## begin

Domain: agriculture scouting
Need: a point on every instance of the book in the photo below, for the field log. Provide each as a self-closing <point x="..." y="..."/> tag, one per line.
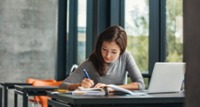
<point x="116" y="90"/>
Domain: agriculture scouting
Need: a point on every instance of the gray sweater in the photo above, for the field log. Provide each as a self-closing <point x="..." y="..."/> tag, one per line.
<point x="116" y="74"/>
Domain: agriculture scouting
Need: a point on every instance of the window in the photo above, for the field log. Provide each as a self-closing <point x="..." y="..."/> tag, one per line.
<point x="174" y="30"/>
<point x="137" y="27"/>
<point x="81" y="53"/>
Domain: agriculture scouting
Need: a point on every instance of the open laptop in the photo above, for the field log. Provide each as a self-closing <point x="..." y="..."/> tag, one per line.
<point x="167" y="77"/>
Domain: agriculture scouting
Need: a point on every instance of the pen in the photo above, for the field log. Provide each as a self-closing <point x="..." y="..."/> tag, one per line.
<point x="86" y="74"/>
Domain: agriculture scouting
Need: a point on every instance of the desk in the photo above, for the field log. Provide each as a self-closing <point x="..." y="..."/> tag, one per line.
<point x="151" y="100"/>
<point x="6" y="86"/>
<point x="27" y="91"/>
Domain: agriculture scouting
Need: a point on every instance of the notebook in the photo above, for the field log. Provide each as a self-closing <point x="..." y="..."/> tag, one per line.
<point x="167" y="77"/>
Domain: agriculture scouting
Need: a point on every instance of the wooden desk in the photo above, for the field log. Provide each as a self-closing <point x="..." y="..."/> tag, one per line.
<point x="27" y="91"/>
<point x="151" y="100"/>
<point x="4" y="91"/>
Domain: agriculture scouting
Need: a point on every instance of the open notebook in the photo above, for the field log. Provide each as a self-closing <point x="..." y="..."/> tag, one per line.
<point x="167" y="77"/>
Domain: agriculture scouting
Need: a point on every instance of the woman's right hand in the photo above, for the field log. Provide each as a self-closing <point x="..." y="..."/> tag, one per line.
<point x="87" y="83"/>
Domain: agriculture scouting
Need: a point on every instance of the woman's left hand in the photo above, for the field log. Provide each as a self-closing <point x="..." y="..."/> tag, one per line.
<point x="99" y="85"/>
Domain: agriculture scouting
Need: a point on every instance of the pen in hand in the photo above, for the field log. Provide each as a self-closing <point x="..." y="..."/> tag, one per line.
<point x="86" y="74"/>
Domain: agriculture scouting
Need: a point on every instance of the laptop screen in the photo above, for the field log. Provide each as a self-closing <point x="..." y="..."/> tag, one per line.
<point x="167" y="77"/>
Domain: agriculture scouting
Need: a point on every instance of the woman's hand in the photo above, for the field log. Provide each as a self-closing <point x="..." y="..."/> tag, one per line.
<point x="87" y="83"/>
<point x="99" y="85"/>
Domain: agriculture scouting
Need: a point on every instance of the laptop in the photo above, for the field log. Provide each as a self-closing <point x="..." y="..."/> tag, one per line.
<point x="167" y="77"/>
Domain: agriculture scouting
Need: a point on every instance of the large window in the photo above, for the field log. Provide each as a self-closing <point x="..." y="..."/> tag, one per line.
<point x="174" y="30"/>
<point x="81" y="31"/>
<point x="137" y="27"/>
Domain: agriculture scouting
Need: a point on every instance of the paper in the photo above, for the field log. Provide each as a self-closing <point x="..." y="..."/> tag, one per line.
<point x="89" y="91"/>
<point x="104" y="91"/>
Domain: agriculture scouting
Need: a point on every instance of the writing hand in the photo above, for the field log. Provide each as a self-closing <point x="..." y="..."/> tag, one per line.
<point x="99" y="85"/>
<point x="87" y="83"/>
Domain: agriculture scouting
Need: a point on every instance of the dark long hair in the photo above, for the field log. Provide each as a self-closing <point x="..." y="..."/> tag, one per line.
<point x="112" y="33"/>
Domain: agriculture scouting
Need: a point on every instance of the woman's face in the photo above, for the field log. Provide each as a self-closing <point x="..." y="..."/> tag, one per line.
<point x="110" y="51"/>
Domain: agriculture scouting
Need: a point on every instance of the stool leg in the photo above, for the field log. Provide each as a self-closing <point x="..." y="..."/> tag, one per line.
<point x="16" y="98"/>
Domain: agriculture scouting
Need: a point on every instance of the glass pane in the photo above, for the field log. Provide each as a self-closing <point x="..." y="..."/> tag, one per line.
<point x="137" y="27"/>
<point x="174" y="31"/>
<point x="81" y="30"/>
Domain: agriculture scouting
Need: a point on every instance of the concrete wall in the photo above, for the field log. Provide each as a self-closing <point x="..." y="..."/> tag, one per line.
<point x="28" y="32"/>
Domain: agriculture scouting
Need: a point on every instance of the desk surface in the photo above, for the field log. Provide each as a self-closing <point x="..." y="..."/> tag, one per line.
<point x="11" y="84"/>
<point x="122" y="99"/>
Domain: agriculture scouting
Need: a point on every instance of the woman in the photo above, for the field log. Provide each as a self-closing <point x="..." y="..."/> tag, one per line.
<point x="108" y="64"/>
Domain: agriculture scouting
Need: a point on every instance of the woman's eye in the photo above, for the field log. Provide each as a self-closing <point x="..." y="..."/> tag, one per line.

## end

Pictures are to be left out; repeat all the remaining data exactly.

Result of this task
Domain: agriculture scouting
Need: a point on every instance of the book in the photo below, for the field log. Provide each as a self-closing <point x="..." y="..."/> tag, one per line.
<point x="116" y="90"/>
Domain: agriculture scouting
Need: a point on every instance of the gray sweater in the photo above, for the field log. Provide each as a self-closing <point x="..." y="..."/> tag, one per line.
<point x="116" y="74"/>
Domain: agriculture scouting
Need: a point on every instance of the window in the photo above, for the field log. Provide each as a self-closing <point x="..." y="..."/> tag, one per line.
<point x="174" y="30"/>
<point x="137" y="27"/>
<point x="81" y="53"/>
Domain: agriculture scouting
Need: a point on every instance of the open laptop in the photo above, for the field log. Provide each as a self-closing <point x="..." y="..."/> tag, one per line.
<point x="167" y="77"/>
Domain: agriculture scouting
Need: a point on every instance of the pen in the photo above, for the field log. Provide each as a self-closing <point x="..." y="..."/> tag, one per line.
<point x="86" y="74"/>
Domain: agriculture scouting
Need: a point on every instance of the desk in the photo above, for the field log. Provide each as a self-closing <point x="..." y="..."/> tag, one per line.
<point x="151" y="100"/>
<point x="6" y="86"/>
<point x="27" y="91"/>
Domain: agriculture scouting
Need: a point on every instance of the notebook in the photo above, for the field log. Provide each as a self-closing <point x="..." y="..."/> tag, one per line.
<point x="167" y="77"/>
Domain: agriculture scouting
Need: a point on every instance of the wooden desk in the photo above, for the field log. Provide each as a self-closing <point x="..." y="..."/> tag, one per line.
<point x="27" y="91"/>
<point x="151" y="100"/>
<point x="4" y="91"/>
Domain: agriculture scouting
Need: a point on every instance of the open notebook in the photo above, for the field log. Provide each as a self-closing <point x="..." y="..."/> tag, one per line.
<point x="167" y="77"/>
Domain: agriculture scouting
Need: a point on every instance of the woman's right hand in the photo above, for the field log. Provide each as a self-closing <point x="..." y="..."/> tag, one per line.
<point x="87" y="83"/>
Domain: agriculture scouting
Need: a point on every instance of the woman's left hand in the photo above, for the field log. Provide each as a self-closing <point x="..." y="..."/> tag, one per line.
<point x="99" y="85"/>
Domain: agriculture scouting
Need: a point on every instance of the pen in hand in the photo above, for the field log. Provide each as a self-closing <point x="..." y="..."/> tag, one per line.
<point x="86" y="74"/>
Domain: agriculture scouting
Need: a point on every instance of the laptop screen in the photo above, for the field log. Provide each as a self-closing <point x="..." y="..."/> tag, one per line.
<point x="167" y="77"/>
Domain: agriculture scouting
Need: a point on every instance of the woman's hand in the photo above, for the field log. Provide each as a self-closing <point x="..." y="..."/> tag, one per line.
<point x="87" y="83"/>
<point x="99" y="85"/>
Domain: agriculture scouting
Need: a point on every instance of the laptop in the photo above, for the field log. Provide each as a self-closing <point x="..." y="..."/> tag, one per line.
<point x="167" y="77"/>
Domain: agriculture scouting
Need: a point on every instance of the large window in the photo above, for the field log. Provide each as a self-closing <point x="..." y="..."/> tag, one per line.
<point x="174" y="30"/>
<point x="81" y="31"/>
<point x="137" y="27"/>
Domain: agriculture scouting
Need: a point on every instance of the paper in the photo above, for the field log. Provide each as a self-closing <point x="..." y="..."/> tag, one per line.
<point x="89" y="91"/>
<point x="104" y="91"/>
Domain: agriculture scouting
Need: a point on every instance of the writing hand in the photo above, for the field log. Provide each as a self-closing <point x="..." y="..."/> tag, one per line.
<point x="99" y="85"/>
<point x="87" y="83"/>
Domain: agriculture scouting
Need: a point on every instance of the dark long hair in the photo above, for the field log. Provide each as a self-closing <point x="..." y="..."/> tag, one per line.
<point x="112" y="33"/>
Domain: agriculture scouting
Need: a point on every instance of the woman's face in the photo above, for the field log. Provide each as a self-closing <point x="..." y="..."/> tag, one per line.
<point x="110" y="51"/>
Domain: agriculture scouting
Need: a point on every instance of the stool leg in the photo above, for the field log. Provide each as a self-closing <point x="..." y="..."/> tag, one per line.
<point x="16" y="98"/>
Domain: agriculture scouting
Need: a point on every instance of the glass pane in the photo above, for the field log. Provide each as a self-closing <point x="..." y="..."/> tag, one per line.
<point x="137" y="27"/>
<point x="174" y="31"/>
<point x="81" y="30"/>
Domain: agriculture scouting
Need: a point on every instance of the concrete wall in the photo above, for the field log. Provide each as a self-closing <point x="..." y="..."/> tag, one per line.
<point x="28" y="32"/>
Domain: agriculture scouting
Need: a point on every instance of the desk surface in the photo above, for the field log. Provide each as a self-closing <point x="..." y="..."/> tag, one per line.
<point x="11" y="84"/>
<point x="122" y="99"/>
Domain: agriculture scouting
Need: a point on every instance of the woman in the photo above, for the field log. Provide each as a self-closing <point x="..." y="..."/> tag, one per line.
<point x="108" y="64"/>
Domain: agriculture scouting
Need: a point on every instance of the woman's eye in the photo above, for the field log. Provide each as a self-closing <point x="..." y="..."/> tag, one per line.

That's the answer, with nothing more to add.